◆ **WORK TO COMPLETE**:
• a. Please copy everything from "Note: Predicting FSC's" down to "(quarterly) time frame." in the FSC income statement text, switching "projections" to "forecasts".
• b. According to the FSC income statement text, why does FSC pay out between 90% and 100% of its taxable income to stockholders each year? Answer in one to three sentences.

◆ **PROVIDED PASSAGE**:
%%

Historically, FSC has had an attractive dividend yield of 10% -13%. FSC distributes between 90% - 100% of its taxable income each year to stockholders in order to satisfy the requirements of a regulated investment company under the internal revenue code.

The focus of this article is to estimate FSC's Q2 2013 entire income statement. FSC's second fiscal quarter (Q2 2013) has recently come to an end (3/31/2013). Before results are provided to the public in early May, via their quarterly press release, I would like to project/analyze FSC's Q2 2013 Income Statement; broken down by the following accounts:

A) Total Investment Income

B) Net Investment Income (Loss)

C1) Net Increase (Decrease) in Net Assets Resulting From Operations

C2) Net Increase (Decrease) in Net Assets Resulting From Operations, as adjusted

In a future article, I will project FSC's net asset value for Q2 2013 (NAV at 3/31/2013).

Note: Predicting FSC's income statement can be difficult in regards to a few specific accounts. Some examples of difficult accounts to estimate are: 1) fee income; 2) unrealized appreciation (depreciation) on investments; and 3) realized gain (loss) on investments. There are several assumptions + estimates that are used when performing such an analysis. Actual values may differ significantly from the following estimated values and all readers should be aware as such. These projections are my personal estimates and all figures detailed below should not solely be used for an investor's buying or selling decisions. Unless otherwise noted, all figures are for the "3-months ended" (quarterly) time frame.

%%

(Records contained in a dataset)
%%

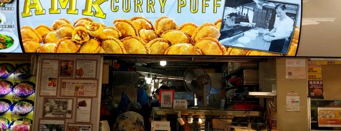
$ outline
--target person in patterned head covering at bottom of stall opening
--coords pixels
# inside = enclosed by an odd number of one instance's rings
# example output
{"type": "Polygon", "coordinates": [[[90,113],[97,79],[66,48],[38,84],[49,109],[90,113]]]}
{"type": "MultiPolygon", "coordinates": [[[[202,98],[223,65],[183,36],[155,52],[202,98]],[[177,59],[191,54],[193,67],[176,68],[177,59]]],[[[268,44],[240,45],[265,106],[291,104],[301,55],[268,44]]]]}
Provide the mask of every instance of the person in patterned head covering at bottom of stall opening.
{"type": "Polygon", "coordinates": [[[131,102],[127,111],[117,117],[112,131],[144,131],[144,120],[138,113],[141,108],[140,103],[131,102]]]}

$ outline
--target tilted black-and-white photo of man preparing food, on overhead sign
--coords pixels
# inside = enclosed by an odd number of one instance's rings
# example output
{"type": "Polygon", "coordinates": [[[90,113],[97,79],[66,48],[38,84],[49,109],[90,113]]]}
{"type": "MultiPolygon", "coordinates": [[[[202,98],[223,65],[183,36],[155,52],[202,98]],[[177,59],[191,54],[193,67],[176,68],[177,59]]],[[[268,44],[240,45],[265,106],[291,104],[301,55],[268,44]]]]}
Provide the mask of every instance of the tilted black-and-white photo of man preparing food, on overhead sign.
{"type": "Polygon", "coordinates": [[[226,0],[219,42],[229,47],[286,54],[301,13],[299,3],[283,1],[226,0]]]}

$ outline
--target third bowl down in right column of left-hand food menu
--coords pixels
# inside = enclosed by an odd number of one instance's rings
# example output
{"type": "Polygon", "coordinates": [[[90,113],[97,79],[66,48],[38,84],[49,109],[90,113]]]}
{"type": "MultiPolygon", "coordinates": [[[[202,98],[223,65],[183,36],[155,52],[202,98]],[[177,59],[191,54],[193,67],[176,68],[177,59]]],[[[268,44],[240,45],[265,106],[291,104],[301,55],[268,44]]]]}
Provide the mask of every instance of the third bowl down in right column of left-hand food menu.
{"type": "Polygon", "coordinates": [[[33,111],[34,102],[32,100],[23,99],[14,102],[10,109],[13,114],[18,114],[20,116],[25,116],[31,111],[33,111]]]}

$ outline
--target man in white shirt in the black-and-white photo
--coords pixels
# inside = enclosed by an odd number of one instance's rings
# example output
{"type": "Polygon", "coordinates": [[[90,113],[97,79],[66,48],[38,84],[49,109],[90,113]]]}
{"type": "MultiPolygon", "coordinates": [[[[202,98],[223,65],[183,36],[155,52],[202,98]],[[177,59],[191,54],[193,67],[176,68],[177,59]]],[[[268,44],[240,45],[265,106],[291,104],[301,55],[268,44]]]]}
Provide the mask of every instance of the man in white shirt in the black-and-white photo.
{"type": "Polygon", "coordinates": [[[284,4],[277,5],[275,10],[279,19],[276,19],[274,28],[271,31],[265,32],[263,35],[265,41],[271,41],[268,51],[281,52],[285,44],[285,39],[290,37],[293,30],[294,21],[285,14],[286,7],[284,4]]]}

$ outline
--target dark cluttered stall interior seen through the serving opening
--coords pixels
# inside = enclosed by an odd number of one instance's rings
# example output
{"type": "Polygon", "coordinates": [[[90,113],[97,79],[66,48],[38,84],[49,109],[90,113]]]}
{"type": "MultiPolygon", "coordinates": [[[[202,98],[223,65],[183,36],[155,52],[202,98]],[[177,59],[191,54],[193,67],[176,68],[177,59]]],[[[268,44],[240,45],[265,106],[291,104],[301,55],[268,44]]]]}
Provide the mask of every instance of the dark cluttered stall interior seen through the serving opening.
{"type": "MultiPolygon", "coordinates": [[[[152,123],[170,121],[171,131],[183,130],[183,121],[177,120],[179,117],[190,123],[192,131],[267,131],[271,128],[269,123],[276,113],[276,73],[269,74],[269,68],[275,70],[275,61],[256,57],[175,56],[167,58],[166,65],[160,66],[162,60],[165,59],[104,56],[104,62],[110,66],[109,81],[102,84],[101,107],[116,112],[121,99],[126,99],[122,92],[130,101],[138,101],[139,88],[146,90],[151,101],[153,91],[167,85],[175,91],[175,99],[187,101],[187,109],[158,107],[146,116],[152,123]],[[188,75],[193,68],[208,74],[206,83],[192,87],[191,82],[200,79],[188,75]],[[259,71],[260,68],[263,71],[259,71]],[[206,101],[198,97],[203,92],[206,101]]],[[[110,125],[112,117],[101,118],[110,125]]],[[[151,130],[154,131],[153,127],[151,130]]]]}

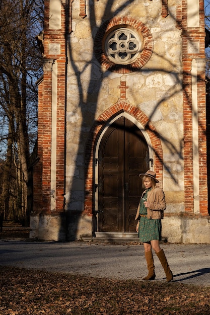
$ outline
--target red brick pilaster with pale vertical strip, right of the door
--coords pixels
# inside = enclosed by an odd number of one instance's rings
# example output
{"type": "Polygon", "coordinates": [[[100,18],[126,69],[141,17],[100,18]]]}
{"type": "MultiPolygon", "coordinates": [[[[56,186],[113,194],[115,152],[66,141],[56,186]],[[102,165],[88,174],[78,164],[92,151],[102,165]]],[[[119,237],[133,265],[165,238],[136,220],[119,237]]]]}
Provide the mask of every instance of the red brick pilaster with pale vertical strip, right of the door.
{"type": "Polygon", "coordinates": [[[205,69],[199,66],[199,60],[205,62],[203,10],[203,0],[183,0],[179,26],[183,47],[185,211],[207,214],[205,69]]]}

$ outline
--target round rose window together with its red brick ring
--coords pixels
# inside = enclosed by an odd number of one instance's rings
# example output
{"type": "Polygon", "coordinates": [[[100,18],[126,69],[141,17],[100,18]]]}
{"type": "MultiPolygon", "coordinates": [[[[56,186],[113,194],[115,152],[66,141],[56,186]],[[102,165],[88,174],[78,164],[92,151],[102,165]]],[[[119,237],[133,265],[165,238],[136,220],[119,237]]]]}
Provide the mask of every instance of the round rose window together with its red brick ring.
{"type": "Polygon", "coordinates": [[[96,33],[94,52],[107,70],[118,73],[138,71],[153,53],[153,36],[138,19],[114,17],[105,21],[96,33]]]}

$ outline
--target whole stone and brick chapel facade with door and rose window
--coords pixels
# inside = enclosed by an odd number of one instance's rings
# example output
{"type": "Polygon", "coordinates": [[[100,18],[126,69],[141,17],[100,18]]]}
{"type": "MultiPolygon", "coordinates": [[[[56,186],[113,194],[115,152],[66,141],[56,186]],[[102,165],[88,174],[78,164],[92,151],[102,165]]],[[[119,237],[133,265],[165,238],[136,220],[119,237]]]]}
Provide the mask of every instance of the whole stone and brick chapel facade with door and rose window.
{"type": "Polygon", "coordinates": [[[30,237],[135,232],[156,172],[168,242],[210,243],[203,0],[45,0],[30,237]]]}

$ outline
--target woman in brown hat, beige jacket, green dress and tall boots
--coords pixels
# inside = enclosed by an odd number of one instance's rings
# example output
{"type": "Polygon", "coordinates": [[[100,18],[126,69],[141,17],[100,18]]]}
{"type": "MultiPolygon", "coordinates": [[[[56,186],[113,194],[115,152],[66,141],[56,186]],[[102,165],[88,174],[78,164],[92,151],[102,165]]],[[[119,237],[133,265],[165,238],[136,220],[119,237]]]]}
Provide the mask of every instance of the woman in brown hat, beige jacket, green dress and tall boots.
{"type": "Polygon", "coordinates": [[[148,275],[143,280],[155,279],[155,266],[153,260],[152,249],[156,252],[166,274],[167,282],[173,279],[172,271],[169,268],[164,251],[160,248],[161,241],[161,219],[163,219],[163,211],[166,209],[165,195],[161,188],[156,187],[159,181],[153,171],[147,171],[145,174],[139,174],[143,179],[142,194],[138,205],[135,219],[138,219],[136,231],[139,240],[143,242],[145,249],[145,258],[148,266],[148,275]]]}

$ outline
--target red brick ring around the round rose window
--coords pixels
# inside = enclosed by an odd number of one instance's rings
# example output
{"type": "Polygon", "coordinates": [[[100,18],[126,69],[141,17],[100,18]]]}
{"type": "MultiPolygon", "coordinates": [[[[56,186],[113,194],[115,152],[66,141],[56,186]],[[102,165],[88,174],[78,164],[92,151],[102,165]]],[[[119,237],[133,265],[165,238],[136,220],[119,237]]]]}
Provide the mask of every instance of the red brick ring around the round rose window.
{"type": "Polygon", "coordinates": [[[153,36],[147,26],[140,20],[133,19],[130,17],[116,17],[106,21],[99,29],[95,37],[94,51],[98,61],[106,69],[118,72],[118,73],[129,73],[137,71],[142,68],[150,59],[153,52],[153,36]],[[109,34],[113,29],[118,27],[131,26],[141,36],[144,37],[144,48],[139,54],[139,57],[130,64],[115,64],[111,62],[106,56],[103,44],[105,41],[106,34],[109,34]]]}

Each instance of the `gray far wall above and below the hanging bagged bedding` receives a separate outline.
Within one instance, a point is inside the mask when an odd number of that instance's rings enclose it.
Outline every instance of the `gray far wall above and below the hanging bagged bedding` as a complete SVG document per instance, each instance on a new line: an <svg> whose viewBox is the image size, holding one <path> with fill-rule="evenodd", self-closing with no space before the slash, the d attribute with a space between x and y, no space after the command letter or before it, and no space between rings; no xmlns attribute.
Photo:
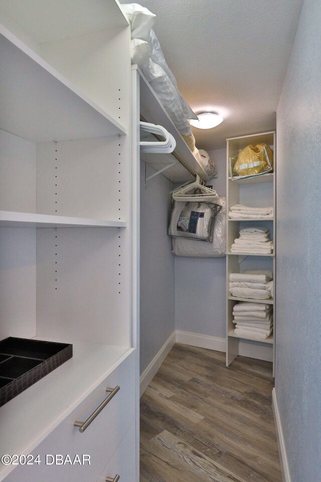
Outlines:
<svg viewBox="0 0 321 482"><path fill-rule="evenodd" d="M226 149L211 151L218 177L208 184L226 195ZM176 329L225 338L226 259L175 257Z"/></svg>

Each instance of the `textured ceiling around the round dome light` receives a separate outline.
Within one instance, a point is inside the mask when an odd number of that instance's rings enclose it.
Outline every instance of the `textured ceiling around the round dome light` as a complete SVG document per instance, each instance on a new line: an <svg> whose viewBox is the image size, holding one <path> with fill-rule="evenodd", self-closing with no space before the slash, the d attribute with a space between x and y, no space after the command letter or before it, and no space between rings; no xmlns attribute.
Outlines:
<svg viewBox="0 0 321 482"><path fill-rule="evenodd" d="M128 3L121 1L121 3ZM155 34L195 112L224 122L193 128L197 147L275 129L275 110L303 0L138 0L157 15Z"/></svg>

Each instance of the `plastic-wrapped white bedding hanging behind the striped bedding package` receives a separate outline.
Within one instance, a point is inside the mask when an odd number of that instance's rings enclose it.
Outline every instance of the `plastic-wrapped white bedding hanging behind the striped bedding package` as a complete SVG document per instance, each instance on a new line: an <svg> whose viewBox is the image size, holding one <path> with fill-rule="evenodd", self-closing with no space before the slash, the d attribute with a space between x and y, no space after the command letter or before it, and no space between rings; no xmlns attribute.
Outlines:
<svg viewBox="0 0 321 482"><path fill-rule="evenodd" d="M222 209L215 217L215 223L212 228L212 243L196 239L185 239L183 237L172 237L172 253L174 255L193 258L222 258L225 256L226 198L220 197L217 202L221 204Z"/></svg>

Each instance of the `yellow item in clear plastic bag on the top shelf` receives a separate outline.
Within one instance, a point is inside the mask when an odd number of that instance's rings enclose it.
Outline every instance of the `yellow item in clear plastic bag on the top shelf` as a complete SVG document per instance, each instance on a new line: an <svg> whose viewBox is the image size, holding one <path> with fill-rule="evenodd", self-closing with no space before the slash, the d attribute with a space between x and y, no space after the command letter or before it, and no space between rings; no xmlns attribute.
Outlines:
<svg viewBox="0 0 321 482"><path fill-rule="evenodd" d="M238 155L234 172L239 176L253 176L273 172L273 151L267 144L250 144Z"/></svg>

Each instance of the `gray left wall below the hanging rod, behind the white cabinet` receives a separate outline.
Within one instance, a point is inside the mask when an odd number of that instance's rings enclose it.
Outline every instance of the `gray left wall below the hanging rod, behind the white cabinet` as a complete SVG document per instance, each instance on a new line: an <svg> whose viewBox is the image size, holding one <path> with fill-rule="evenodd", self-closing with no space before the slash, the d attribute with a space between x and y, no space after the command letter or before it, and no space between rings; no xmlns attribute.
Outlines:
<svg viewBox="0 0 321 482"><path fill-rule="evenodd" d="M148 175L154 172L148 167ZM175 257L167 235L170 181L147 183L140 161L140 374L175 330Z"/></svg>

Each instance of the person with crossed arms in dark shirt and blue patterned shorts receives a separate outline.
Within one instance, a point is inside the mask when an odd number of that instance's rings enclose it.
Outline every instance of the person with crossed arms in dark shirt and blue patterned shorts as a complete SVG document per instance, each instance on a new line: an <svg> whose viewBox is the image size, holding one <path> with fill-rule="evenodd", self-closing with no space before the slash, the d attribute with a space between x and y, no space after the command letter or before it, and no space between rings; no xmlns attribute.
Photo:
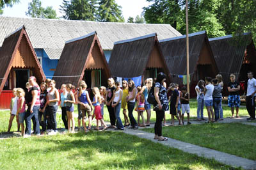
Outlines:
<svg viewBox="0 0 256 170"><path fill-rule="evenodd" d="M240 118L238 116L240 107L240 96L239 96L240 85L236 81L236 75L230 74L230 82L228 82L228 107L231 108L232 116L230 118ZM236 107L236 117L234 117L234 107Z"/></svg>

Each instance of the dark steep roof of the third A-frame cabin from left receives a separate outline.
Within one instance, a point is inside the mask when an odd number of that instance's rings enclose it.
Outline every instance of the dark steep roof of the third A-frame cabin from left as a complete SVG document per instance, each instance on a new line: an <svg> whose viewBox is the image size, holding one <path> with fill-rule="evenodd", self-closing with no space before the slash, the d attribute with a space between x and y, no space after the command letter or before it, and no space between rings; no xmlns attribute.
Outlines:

%%

◆ **LIST OF SOLUTIONS**:
• a.
Note: Predicting FSC's income statement can be difficult in regards to a few specific accounts. Some examples of difficult accounts to estimate are: 1) fee income; 2) unrealized appreciation (depreciation) on investments; and 3) realized gain (loss) on investments. There are several assumptions + estimates that are used when performing such an analysis. Actual values may differ significantly from the following estimated values and all readers should be aware as such. These forecasts are my personal estimates and all figures detailed below should not solely be used for an investor's buying or selling decisions. Unless otherwise noted, all figures are for the "3-months ended" (quarterly) time frame.

• b. FSC distributes that share of its taxable income to meet the requirements for a regulated investment company under the internal revenue code.